Required task:
Below are some records; retype all of them exactly.

Record excerpts:
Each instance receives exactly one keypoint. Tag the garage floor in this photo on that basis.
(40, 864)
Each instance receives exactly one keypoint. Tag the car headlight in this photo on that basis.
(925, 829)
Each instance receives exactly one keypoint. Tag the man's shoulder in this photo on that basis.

Output for this task:
Each instance receives exactly one keypoint. Tag the garage floor in this photo on that basis.
(40, 864)
Each instance receives exactly one keypoint. Tag the car headlight in this photo on that basis.
(925, 829)
Each instance receives exactly one keypoint. Tag the man's shoulder in this photo on that basis.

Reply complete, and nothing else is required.